→ **What to do**
Go to the line containing "[locate] bare ground" in the records below. Repeat it and the lines after it exactly, all the way to the end.

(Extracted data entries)
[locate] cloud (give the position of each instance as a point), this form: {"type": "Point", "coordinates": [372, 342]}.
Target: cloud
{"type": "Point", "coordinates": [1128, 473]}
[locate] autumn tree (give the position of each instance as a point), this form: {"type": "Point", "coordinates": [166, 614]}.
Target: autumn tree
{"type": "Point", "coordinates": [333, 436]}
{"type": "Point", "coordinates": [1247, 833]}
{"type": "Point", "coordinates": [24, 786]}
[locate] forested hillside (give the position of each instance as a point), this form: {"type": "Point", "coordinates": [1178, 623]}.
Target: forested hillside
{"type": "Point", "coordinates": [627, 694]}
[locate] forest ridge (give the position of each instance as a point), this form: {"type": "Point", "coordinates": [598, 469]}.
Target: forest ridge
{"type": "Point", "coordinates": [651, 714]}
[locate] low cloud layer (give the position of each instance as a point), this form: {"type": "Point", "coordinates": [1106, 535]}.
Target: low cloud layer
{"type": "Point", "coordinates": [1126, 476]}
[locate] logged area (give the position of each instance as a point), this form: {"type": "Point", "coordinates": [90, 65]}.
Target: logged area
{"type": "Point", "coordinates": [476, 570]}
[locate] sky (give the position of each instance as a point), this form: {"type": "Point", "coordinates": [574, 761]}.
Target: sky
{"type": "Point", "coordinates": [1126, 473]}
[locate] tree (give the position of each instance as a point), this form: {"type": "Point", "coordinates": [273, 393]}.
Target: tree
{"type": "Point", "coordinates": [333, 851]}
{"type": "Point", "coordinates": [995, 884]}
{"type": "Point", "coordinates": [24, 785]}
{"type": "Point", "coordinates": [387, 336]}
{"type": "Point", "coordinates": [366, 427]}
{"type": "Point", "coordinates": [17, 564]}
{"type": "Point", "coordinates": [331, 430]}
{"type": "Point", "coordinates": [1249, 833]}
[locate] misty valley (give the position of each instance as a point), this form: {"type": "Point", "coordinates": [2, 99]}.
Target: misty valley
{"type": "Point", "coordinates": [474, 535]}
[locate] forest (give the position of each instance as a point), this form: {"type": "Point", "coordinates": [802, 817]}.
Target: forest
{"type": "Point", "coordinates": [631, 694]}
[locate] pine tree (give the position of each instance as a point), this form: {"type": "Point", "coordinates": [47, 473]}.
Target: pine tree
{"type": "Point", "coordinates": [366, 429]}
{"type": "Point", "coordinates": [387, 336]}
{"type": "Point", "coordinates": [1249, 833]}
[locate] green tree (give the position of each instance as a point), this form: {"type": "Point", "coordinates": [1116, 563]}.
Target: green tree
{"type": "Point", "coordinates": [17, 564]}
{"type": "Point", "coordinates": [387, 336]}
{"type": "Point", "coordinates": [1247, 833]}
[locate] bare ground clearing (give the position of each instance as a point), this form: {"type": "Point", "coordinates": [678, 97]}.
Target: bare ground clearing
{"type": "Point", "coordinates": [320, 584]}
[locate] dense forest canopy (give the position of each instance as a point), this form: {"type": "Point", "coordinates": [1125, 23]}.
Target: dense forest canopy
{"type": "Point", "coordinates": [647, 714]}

→ **Solution**
[locate] bare ground clearing (give the position of each instance as a point), this form: {"type": "Point", "coordinates": [678, 97]}.
Target: bare ground clearing
{"type": "Point", "coordinates": [320, 584]}
[locate] dense forest canopy (give the position of each instance as a point), this form: {"type": "Point", "coordinates": [1125, 23]}.
Target: dense forest canopy
{"type": "Point", "coordinates": [647, 714]}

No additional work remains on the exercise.